Texte fourni:
↓↓↓

Slim Ennaceur et ses 14 oriflammes de la liberté et de l'espoir
«C’est tout le patrimoine commun tunisien qui s’exprime dans ces drapeaux aux couleurs réelles de la Tunisie».
Comme une ode à la révolution, Slim Ennaceur, 47 ans, scénographe et designer, a hissé, en commémoration du premier anniversaire, quatorze oriflammes hautes de 5 mètres. Installées au carrefour de La Marsa, elles jaillissent, nous dit-il, du fond de la nuit de l’oppression comme les clameurs des manifestants qui ont bravé le mur de la peur pour réclamer la dignité. Quatorze, mais peut-être 28 ou 42 l’an prochain. Des oriflammes qui se multiplient au fil des ans, se démultiplient au gré des vents. Une scénographie en mouvement, une chorégraphie de voiles hissées en drapeaux, hymne à la matière, gloire à la couleur.
« J’ai choisi de partager mon œuvre à travers une exposition de rue itinérante, explique Slim, qui partira pour un voyage à travers tout le territoire tunisien, du Sud au Nord, du désert à la plaine de Mejerda, des hauteurs de l’ouest au littoral. Des voiles comme pour voyager au gré du vent et de l’inspiration. Calligraphie, soie, chapelé, coquilles, fil d’or, cuivre et vert soufflé… la matière s’impose par sa beauté et notre créativité nous donne notre raison d’exister. C’est tout le patrimoine commun tunisien qui s’exprime dans ces drapeaux aux couleurs réelles de la Tunisie. Loin de toute fixation nostalgique, ce patrimoine recomposé assume sa modernité en offrant au spectateur des images qui abolissent les frontières du cadrage ».
Carthaginois de naissance, plongeant ses gènes au tréfonds des civilisations, Slim Ennaceur éprouve dès son jeune âge un réel engouement pour la conception d’espaces et le design. C’est ce qui le pousse à suivre des cours d’architecture d’intérieur et d’histoire de l’art à l’Institut technique d’art, d’architecture et d’urbanisme de Tunis. Un stage de décoration sur le film de Roman Polansky «Pirates» lui permet d’être en contact direct avec des créateurs de décors et des chefs d’ateliers italiens. Découvrant le métier de scénographe, il s’inscrit à Rome à « l’Institut d’Etat Roberto Rossellini».
Diplômé en scénographie en 1989, il travaille en Italie chez un architecte.De retour en Tunisie, il crée des décors dans le désert tunisien pour la R.A.I, Canal 5 et Antenne II. En 1991, on lui confie la scénographie dans l’amphithéâtre romain d’El Jem, la ville natale de son père, Si Mohamed Ennaceur, pour le concert de Barbara Hendricks. Il ouvre la même année son premier bureau d’études, regroupe plusieurs professionnels de l’architecture, de la décoration et du design et réalise des projets d’intérieur (villas de maître et hôtels de luxe).

↑↑↑

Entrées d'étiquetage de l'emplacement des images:

↓↓↓

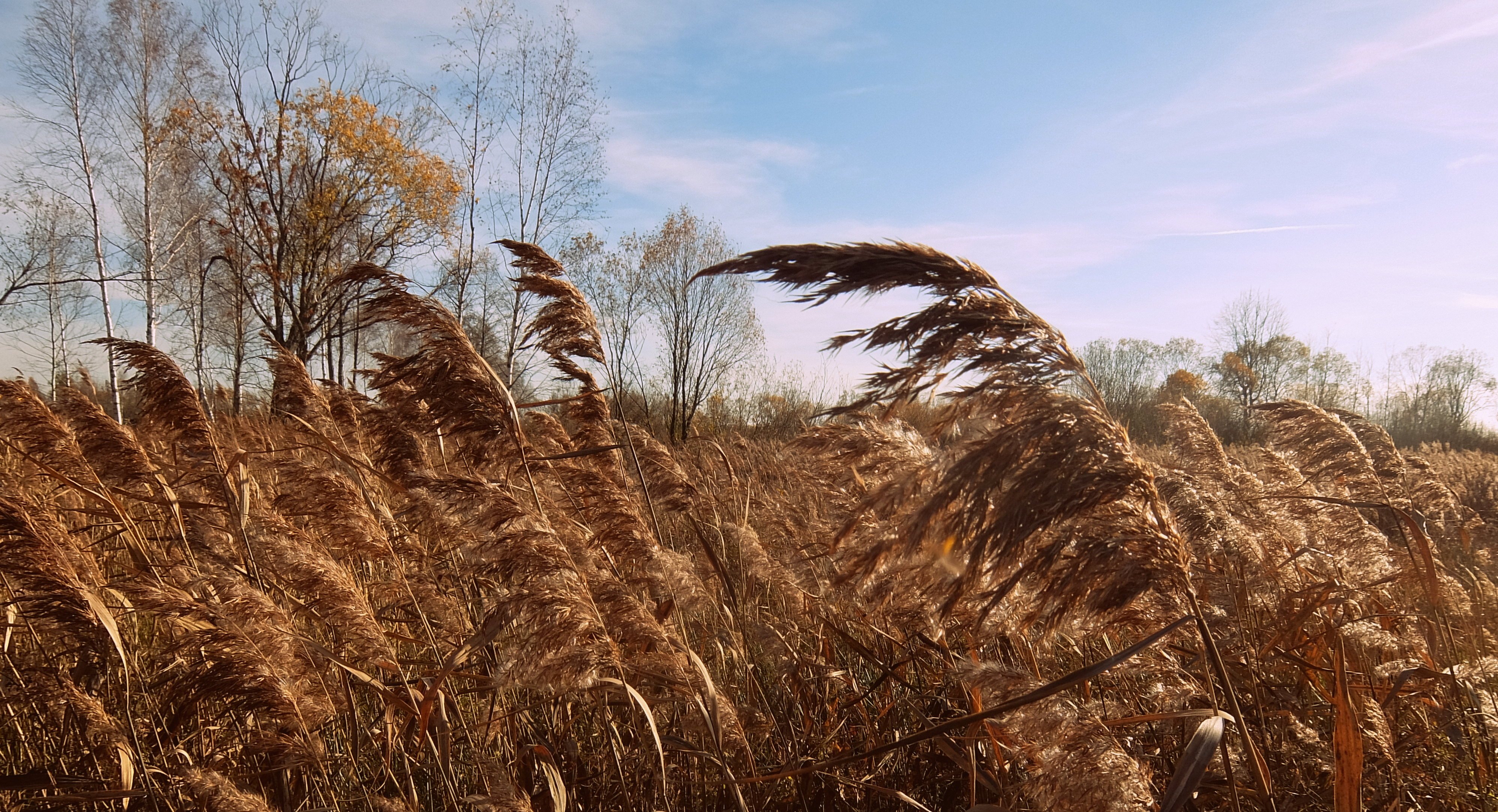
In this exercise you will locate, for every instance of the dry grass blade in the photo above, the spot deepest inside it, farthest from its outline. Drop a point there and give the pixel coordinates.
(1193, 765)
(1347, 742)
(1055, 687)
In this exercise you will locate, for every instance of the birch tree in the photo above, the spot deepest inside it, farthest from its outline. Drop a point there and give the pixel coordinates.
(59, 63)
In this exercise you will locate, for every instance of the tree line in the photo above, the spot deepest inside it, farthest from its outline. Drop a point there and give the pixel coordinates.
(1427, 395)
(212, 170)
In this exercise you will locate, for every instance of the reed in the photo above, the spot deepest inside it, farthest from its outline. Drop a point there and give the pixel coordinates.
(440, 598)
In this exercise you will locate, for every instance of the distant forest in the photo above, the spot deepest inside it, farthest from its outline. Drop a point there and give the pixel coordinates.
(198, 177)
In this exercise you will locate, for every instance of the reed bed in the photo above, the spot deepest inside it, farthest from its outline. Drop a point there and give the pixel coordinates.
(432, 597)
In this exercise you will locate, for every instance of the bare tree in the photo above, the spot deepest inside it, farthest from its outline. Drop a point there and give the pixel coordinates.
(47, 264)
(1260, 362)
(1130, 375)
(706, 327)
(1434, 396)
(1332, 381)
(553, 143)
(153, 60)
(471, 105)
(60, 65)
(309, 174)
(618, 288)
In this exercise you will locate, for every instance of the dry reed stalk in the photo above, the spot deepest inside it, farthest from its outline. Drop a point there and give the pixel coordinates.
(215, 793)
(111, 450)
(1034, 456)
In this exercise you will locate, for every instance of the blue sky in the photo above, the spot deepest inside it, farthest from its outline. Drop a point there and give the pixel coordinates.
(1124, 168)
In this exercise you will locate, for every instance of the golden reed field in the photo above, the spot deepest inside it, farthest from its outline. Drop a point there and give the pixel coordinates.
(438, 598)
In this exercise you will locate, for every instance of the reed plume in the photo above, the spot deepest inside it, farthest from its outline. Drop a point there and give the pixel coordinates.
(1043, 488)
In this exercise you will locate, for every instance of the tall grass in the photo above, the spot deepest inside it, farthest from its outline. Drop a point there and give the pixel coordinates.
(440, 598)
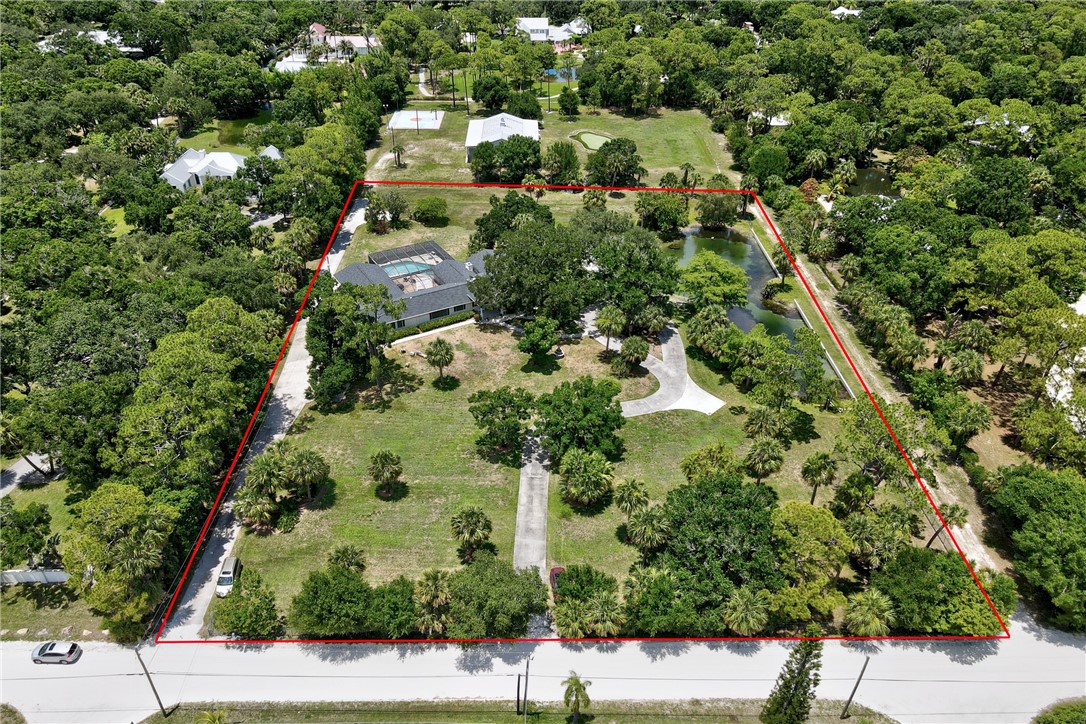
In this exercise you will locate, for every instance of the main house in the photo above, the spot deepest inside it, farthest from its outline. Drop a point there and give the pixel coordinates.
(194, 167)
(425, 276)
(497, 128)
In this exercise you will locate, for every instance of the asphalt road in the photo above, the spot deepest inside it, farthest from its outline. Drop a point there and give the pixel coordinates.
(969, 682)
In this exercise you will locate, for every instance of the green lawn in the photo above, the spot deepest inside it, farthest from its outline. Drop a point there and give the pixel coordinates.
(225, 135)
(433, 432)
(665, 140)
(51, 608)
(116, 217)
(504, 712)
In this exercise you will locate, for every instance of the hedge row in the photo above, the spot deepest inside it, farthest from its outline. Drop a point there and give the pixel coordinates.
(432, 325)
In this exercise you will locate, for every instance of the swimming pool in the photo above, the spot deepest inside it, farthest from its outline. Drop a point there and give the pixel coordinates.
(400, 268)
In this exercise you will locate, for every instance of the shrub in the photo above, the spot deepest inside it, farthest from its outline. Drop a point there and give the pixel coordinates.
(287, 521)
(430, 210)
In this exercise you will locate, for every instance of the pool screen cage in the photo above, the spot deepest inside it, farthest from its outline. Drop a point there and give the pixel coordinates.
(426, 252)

↑↑↑

Objectif de l'exercice: Reprenez sous forme de liste le paragraphe de l'article sur Slim Ennaceur qui commence par « Diplômé en scénographie en 1989 », sans perdre ses faits principaux.

Résultat attendu:
- Diplômé en scénographie en 1989, il travaille en Italie chez un architecte.
- De retour en Tunisie, il crée des décors dans le désert tunisien pour la R.A.I, Canal 5 et Antenne II.
- En 1991, il assure la scénographie du concert de Barbara Hendricks dans l'amphithéâtre romain d'El Jem, ville natale de son père, Si Mohamed Ennaceur.
- La même année, il ouvre son premier bureau d'études. Ce bureau regroupe des professionnels de l'architecture, de la décoration et du design. Il y réalise des projets d'intérieur (villas de maître et hôtels de luxe).